Test sierologico al lavoratore, nessuna imposizione aziendale

 

Il datore di lavoro può offrire ai propri dipendenti, anche sostenendone in parte i costi, l’opportunità di effettuare i test sierologici, ma non può imporli. L’accertamento sanitario deve essere una scelta del dipendente oppure deve essere il medico a chiederlo.

 

Il progressivo rientro al lavoro delle persone apre continuamente nuovi scenari e origina nuovi interrogativi.

 

Da qui il nuovo quesito sui test sierologici, rispetto al quale il Garante ha specificato che quel tipo di accertamento è possibile solo quando è disposto «dal medico competente e, in ogni caso, nel rispetto delle indicazioni fornite dalle autorità sanitarie, anche in merito all’affidabilità e all’appropriatezza» dei test.

 

C’è, poi, un altro problema: una volta effettuato il test prescritto dal medico, il datore di lavoro può trattare le informazioni relative alla diagnosi o all’anamnesi familiare del dipendente? Anche in questo caso la risposta è negativa. Ciò che il datore di lavoro deve fare è gestire l’esito sul giudizio di idoneità del dipendente alla mansione svolta e alle eventuali prescrizioni o limitazioni che il medico competente può stabilire. Fermo restando che «le visite e gli accertamenti, anche ai fini della valutazione della riammissione al lavoro del dipendente, devono essere posti in essere dal medico competente o da altro personale sanitario».

 

Detto questo, i lavoratori possono liberamente aderire alle campagne di screening avviate dalle autorità sanitarie a livello regionale relative ai test sierologici per verificare i contagi. E questo anche nel caso siano venuti a conoscenza della campagna di accertamento attraverso l’azienda, che può essere stata coinvolta dal dipartimento di prevenzione locale per promuovere gli screening tra i propri dipendenti.

◇ ◇ ◇ ◇

Esercizi ▸
**a.** Secondo il brano, da chi deve essere disposto il test sierologico perché sia possibile?
**b.** Trascrivi, per favore, la parte del brano che si apre con le parole "Il datore di lavoro può offrire" e si chiude con "medico a chiederlo.".

Dati registrati ▸
◇ ◇ ◇ ◇

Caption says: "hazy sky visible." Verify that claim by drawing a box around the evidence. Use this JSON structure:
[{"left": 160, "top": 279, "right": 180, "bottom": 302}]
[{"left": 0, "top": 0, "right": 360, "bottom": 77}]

◇ ◇ ◇ ◇

Soluzioni ▸
**a.** Dal medico competente, nel rispetto delle indicazioni fornite dalle autorità sanitarie.

**b.**
Il datore di lavoro può offrire ai propri dipendenti, anche sostenendone in parte i costi, l’opportunità di effettuare i test sierologici, ma non può imporli. L’accertamento sanitario deve essere una scelta del dipendente oppure deve essere il medico a chiederlo.